▶ **Texto proporcionado**:
La sabiduría de los pueblos
originarios les llevó afortunadamente a formar una síntesis entre sus culturas y la
fe cristiana que los misioneros les ofrecían. De allí ha nacido la rica y profunda
religiosidad popular, en la cual aparece el alma de los pueblos latinoamericanos:
- El amor a Cristo sufriente, el Dios de la compasión, del perdón y de
la reconciliación; el Dios que nos ha amado hasta entregarse por nosotros; -
El amor al Señor presente en la Eucaristía, el Dios encarnado, muerto y resucitado
para ser Pan de Vida; - El Dios cercano a los pobres y a los que sufren;
- La profunda devoción a la Santísima Virgen de Guadalupe, de Aparecida
o de las diversas advocaciones nacionales y locales. Cuando la Virgen de Guadalupe
se apareció al indio san Juan Diego le dijo estas significativas palabras: “¿No estoy
yo aquí que soy tu madre?, ¿no estás bajo mi sombra y resguardo?, ¿no soy yo la fuente
de tu alegría?, ¿no estás en el hueco de mi manto, en el cruce de mis brazos?” (Nican
Mopohua, nn. 118-119 ). Esta religiosidad se expresa también en la devoción
a los santos con sus fiestas patronales, en el amor al Papa y a los demás Pastores,
en el amor a la Iglesia universal como gran familia de Dios que nunca puede ni debe
dejar solos o en la miseria a sus propios hijos. Todo ello forma el gran mosaico de
la religiosidad popular que es el precioso tesoro de la Iglesia católica en América
Latina, y que ella debe proteger, promover y, en lo que fuera necesario, también purificar.
2.
Continuidad con las otras Conferencias
Esta V Conferencia
General se celebra en continuidad con las otras cuatro que la precedieron en Río de
Janeiro, Medellín, Puebla y Santo Domingo. Con el mismo espíritu que las animó, los
Pastores quieren dar ahora un nuevo impulso a la evangelización, a fin de que estos
pueblos sigan creciendo y madurando en su fe, para ser luz del mundo y testigos de
Jesucristo con la propia vida.

Registros almacenados:

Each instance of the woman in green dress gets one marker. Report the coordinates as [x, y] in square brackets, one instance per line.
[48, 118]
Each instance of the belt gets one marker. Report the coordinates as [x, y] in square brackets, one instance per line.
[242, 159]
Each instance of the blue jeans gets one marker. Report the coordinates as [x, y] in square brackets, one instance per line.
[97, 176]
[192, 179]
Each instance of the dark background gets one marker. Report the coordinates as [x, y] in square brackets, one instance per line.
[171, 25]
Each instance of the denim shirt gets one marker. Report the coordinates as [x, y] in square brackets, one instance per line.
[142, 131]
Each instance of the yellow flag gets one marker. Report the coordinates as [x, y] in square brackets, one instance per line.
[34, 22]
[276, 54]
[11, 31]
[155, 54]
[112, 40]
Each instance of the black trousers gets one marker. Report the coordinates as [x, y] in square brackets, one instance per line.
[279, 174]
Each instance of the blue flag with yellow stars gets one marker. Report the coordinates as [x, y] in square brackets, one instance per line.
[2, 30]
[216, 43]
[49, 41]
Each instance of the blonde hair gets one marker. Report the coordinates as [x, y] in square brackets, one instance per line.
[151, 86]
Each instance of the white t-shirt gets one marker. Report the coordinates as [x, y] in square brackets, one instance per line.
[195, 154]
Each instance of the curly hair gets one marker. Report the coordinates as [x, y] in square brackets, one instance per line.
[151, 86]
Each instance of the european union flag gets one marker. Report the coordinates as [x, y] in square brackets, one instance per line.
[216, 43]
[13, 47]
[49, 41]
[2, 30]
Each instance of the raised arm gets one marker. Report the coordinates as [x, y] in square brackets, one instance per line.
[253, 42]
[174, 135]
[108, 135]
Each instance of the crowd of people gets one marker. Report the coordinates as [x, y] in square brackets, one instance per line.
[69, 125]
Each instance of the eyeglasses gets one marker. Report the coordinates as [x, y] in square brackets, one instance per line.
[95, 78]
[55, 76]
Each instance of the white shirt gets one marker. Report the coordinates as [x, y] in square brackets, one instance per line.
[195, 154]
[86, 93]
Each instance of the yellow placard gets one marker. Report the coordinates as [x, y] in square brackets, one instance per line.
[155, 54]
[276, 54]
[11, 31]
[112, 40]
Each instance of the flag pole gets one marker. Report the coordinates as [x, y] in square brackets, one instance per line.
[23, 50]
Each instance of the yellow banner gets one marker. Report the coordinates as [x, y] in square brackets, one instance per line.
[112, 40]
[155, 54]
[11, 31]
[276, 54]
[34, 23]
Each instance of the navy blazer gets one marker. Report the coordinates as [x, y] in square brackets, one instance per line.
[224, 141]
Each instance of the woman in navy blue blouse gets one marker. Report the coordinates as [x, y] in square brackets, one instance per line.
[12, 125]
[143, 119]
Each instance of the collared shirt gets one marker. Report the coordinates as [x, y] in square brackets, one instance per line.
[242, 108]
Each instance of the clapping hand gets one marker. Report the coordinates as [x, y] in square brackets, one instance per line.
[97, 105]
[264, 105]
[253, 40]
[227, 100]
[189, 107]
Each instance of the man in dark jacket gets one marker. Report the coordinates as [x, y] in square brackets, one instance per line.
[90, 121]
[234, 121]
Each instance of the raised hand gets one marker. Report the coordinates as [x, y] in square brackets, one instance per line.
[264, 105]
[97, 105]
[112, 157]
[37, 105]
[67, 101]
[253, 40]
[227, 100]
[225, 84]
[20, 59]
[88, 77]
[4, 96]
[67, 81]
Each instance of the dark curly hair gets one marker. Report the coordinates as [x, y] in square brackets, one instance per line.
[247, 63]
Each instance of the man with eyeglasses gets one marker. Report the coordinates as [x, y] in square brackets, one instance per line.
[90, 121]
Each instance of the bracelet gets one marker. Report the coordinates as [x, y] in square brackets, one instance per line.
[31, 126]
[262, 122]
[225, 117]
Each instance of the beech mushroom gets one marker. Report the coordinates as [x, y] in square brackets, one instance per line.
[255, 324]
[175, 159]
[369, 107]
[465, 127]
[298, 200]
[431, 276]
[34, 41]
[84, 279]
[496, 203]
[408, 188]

==

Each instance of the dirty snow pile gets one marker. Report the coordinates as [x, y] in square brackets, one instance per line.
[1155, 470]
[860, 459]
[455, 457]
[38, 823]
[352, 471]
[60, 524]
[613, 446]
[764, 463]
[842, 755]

...

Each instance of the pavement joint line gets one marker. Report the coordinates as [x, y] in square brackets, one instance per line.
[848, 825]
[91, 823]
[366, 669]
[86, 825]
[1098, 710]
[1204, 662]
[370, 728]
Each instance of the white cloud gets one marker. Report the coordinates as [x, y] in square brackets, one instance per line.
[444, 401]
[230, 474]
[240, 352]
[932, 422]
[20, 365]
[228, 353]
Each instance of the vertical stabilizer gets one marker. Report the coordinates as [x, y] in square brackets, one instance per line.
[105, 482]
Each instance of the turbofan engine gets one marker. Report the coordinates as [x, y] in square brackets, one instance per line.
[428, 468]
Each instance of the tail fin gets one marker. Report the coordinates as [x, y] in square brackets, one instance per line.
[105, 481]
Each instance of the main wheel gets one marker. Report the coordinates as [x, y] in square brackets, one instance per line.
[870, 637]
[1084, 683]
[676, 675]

▶ **Objetivo**: Retoma el texto sobre la religiosidad popular latinoamericana y la V Conferencia General y continúalo a partir de su última oración.

▶ **Respuesta del ejercicio**:
Después de la IV Conferencia
General, en Santo Domingo, muchas cosas han cambiado en la sociedad. La Iglesia, que
participa de los gozos y esperanzas, de las penas y alegrías de sus hijos, quiere
caminar a su lado en este período de tantos desafíos, para infundirles siempre esperanza
y consuelo (cf. Gaudium et spes, 1).
En el mundo de hoy
se da el fenómeno de la globalización como un entramado de relaciones a nivel planetario.
Aunque en ciertos aspectos es un logro de la gran familia humana y una señal de su
profunda aspiración a la unidad, sin embargo comporta también el riesgo de los grandes
monopolios y de convertir el lucro en valor supremo. Como en todos los campos de la
actividad humana, la globalización debe regirse también por la ética, poniendo todo
al servicio de la persona humana, creada a imagen y semejanza de Dios.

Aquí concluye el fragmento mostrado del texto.